↓

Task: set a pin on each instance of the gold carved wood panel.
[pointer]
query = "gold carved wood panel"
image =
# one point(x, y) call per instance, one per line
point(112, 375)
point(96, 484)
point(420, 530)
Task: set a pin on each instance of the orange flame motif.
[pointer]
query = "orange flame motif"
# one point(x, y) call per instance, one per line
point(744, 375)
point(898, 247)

↑
↓

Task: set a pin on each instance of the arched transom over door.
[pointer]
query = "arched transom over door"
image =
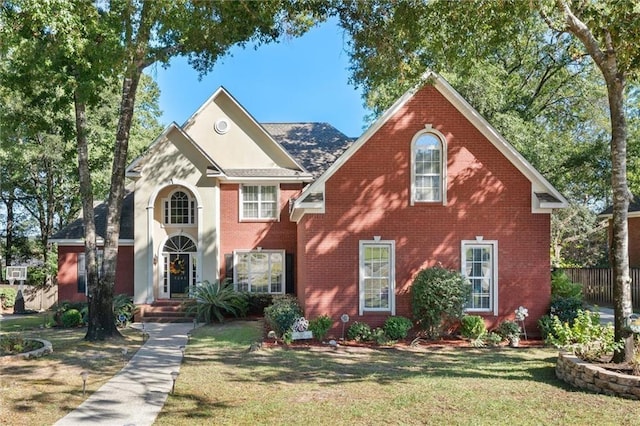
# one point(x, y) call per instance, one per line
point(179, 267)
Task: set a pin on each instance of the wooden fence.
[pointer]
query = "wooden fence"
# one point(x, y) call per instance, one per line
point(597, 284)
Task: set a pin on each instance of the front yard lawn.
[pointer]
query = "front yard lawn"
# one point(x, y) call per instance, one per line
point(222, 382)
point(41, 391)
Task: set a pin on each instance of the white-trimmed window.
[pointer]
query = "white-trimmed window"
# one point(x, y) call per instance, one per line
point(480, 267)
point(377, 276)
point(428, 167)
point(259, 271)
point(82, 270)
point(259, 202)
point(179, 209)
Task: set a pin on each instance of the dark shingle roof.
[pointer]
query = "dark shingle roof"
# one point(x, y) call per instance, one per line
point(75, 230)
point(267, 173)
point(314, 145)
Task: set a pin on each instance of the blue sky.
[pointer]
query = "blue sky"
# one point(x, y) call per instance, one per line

↑

Once a line of the records is found to contain "lawn", copy it out.

Task: set a pin on each instance of the front yard lawn.
query = "front yard lawn"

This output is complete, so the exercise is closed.